Qual o sentido da vida? Essa é a pergunta fundamental que deve ser feita neste início de século, onde tudo é mutável rapidamente. Essa confusão provoca vários problemas, sendo o mais significativo o valor que damos à vida humana. No final da Segunda Guerra Mundial, Jean Paul Sartre fazia essa mesma pergunta originando o pensamento existencialista na filosofia. Parece que a resposta, até os dias atuais é ainda difícil de ser encontrada.
A cidade de Foz do Iguaçu cresceu rapidamente, em função de toda uma série de empreendimentos e circunstâncias, gerando também uma situação extremamente caótica, onde a violência aparece com grande intensidade. Os órgãos repressores responsáveis em coibir a violência, a criminalidade, não dão conta de que esse fato ocorra, em função de fatores que escapam à instituição policial do Estado.
A violência não é um fator exclusivo desta sociedade, senão que hoje encontra-se disseminada, mundo afora, tendo pois razões muito diferenciadas e distintas. Nem podemos assim dizer que haja uma razão única capaz de gerar também uma forma unificada de manifestação da violência. São vários os fatores e temos formatos, em alguns casos, muito criativos da ação da violência na sociedade atual.
O que pretendemos neste artigo é refletir sobre a violência na cidade de Foz do Iguaçu, focada principalmente nos jovens vitimados por ela na primeira década deste século que está se iniciando agora. Mediante um levantamento realizado pela Fundação Nosso Lar, com a participação doe estudantes do curso de Direito da Universidade Estadual do Oeste do Paraná – UNIOESTE -, temos agora vários dados para serem analisados a respeito dessa questão pendente nesta sociedade. Questão esta palpitante, séria que requer ações visando extirpar a violência na cidade, de uma forma toda especial, entre as crianças e os jovens.

FOZ DO IGUAÇU

A cidade de Foz do Iguaçu teve o incremento de seu desenvolvimento atual na década de 70, do século XX com a instalação da Itaipu Binacional e a construção da hidrelétrica de Itaipu no rio Paraná, fronteira com o Paraguai.
Isso teve vários significados mas foi visível o movimento migratório passando a cidade de 34.000 habitantes, aproximadamente, em 1973 para 134.000, no ano seguinte, inicio da construção civil da hidrelétrica.

_Objetivo do exercício_
Continue o texto acima sobre a violência em Foz do Iguaçu, começando logo após a última frase mostrada.

_Material fornecido_
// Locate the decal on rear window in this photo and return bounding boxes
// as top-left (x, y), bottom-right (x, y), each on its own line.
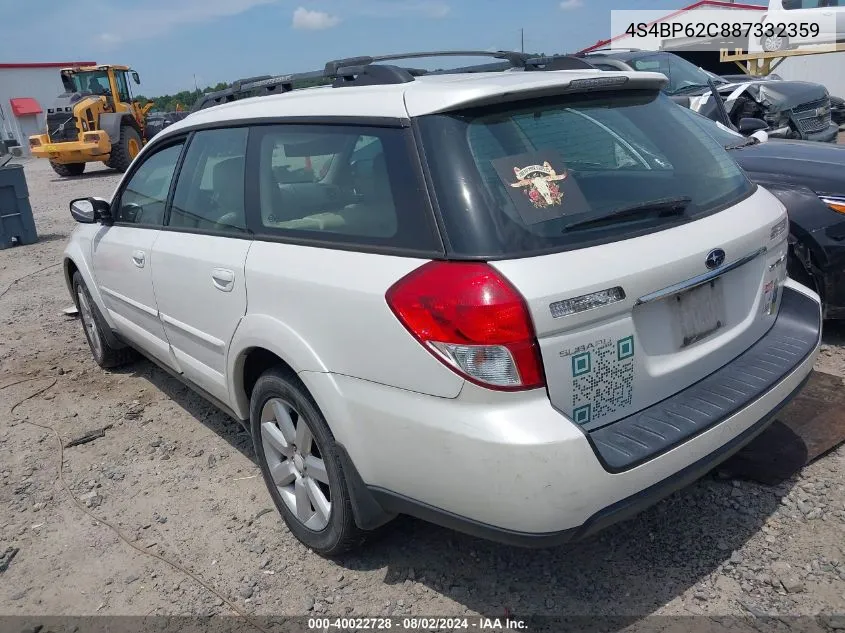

_Resposta escrita_
Durante os próximos dez anos a cidade vai crescer exatamente em função da construção da hidrelétrica e da instalação de seus equipamentos. Estando pronta e funcionando no início da década seguinte boa parte dos trabalhadores começaram a sair da cidade para outras obras, em direção ao Norte do Brasil ou para o Iraque que, naquele momento, recrutava trabalhadores para obras de construção civil.
Com a crise inflacionária que vamos viver no Brasil no final do século XX o comércio com Ciudad Del Este no Paraguai intensifica-se de uma forma muito rápida e bastante intensa. Como essa cidade é declarada pelo governo paraguaio como sendo um porto livre, não incidindo tributação para os produtos provenientes do exterior, evidente que isso oferece vantagens altamente competitivas com a produção nacional. Provoca esse fato o incremento de comércio com plena conivência com os órgãos controladores de alfândega e fronteiras do Brasil.
O advento do Plano Real com a nova a moeda nacional que entrava em vigor vai acelerar ainda mais todo esse comércio pois que, realizado em dólar, ficava mais competitivo ainda pelo fortalecimento da nossa moeda, frente à moeda norte-americana. Isso faz com que pessoas de todas as partes do Brasil, das mais próximas, às mais longínquas tenham em mente, fugindo da crise inflacionária se dirijam para Foz do Iguaçu, realizando comércio de vários produtos e disso buscando tirar o seu sustento.
Para melhor entendermos essa relação é preciso ter em conta que a política inflacionária da década de 80, do século passado, acabava gerando uma grande crise, cuja visibilidade era também altas taxas de desemprego. Essa população desempregada e constituindo um alto contingente, encontrava-se disponível para a realização da prática desse comércio com o país vizinho de forma intensa e em grandes quantidades.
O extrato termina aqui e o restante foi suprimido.